Anecdotally, I have seen it time and time again in my career. Most digital transformation attempts fail. Countless ERP rollouts, that not only overran, but ended up with orgs in a worse situation that they started – sub optimal processes now calcified in systems that are expensive and hard to change.

Better management works without new tech

Bloom et al introduced modern management practices into Indian textile firms – standard procedures, quality control, performance tracking. Within a year, productivity rose 11–17 percent. Crucially, these gains came not from new machinery or IT investment, but from better ways of working. In fact, computer use increased as a consequence of adopting better management practices, not as the driver. 5

Large-scale surveys across thousands of firms show the same pattern: management quality is consistently linked to higher productivity, profitability and survival. The practices that matter are not about technology, but about how organisations are run – setting clear, outcome-focused targets, monitoring performance with regular feedback, driving continuous improvement, and rewarding talent on merit. These disciplines also enable more decentralised decision-making, empowering teams to solve problems closer to the work. US multinationals outperform their peers abroad not because they have better technology, but because they are better managed. 6

AI: today’s diet plan – and why top-down continues to fail

AI adoption is largely failing. Who could have imagined? Despite the enormous hype, most pilots stall and broader rollouts struggle to deliver. McKinsey’s global AI survey finds that while uptake is widespread, only a small minority of companies are seeing meaningful productivity or financial gains.7

And those that are? Unsurprisingly, they’re the ones rewiring how their companies are run.8 BCG reports the same pattern: the organisations capturing the greatest returns are the ones that focus on organisational change – empowered teams, redesigned workflows, new ways of working – not those treating AI as a technology rollout. As they put it, “To get an AI transformation right, 70% of the focus should be on people and processes.” 9 (you may well expect them to say that of course).

Yet many firms are rushing headlong into the same old mistakes, only this time at greater speed and scale. “AI-first” mandates are pushed from the top down, with staff measured on how much AI they use instead of whether it creates any real value.

Lessons from software development

The DevOps Research and Assessment (DORA) programme 10 has spent the past decade studying what makes software teams successful. Its work draws on thousands of organisations worldwide and consistently shows that the biggest performance differences come not from technology choices, but from practices and processes: culture, trust, fast feedback loops, empowered teams, and continuous improvement 11.

Cloud computing was the catalyst for the DevOps movement, but you could have been doing all of these things anyway without any whizzy cloud infrastructure.

Now GenAI code generation is exposing similar. All the evidence to date is suggesting productivity and quality gains only appear when teams already have strong engineering foundations: highly automated build, test and deployment and frequently releasing small incremental changes. Without these guardrails, AI just produces poor-quality code at higher speed 12 and exacerbates downstream bottlenecks 13.
§
> WHAT IS EXPECTED
From the text on management practices and technology, reproduce word for word the passage that opens with the words containing "The DevOps Research" and closes with "continuous improvement 11.".

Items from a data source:
§
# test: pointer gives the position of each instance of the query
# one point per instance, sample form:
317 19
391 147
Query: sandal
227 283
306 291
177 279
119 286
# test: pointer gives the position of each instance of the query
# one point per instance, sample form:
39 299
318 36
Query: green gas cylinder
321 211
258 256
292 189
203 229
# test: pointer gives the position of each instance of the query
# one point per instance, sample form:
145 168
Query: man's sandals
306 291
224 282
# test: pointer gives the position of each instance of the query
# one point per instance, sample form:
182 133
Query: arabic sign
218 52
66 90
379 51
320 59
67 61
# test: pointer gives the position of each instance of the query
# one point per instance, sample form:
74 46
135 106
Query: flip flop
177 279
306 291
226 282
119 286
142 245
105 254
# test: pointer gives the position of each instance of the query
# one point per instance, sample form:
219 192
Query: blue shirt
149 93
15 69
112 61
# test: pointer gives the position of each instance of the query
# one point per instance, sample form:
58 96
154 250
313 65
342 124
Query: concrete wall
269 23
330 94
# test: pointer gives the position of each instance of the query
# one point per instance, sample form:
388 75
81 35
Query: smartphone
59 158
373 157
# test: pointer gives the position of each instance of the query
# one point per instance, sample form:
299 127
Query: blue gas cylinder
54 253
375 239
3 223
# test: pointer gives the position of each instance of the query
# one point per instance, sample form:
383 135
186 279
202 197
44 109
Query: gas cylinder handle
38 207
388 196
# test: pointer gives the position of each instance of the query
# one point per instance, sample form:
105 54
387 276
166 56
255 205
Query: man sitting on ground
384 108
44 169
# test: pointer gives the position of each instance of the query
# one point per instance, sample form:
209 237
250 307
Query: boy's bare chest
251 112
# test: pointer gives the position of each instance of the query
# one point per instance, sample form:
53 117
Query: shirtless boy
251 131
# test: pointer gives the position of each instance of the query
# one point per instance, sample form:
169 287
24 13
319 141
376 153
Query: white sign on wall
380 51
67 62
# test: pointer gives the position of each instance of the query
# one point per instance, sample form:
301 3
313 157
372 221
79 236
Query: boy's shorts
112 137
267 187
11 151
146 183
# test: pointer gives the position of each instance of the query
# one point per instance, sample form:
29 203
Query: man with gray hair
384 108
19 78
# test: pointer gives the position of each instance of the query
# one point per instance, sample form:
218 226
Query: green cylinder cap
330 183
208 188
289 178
§
> COMPLETED EXERCISE
The DevOps Research and Assessment (DORA) programme 10 has spent the past decade studying what makes software teams successful. Its work draws on thousands of organisations worldwide and consistently shows that the biggest performance differences come not from technology choices, but from practices and processes: culture, trust, fast feedback loops, empowered teams, and continuous improvement 11.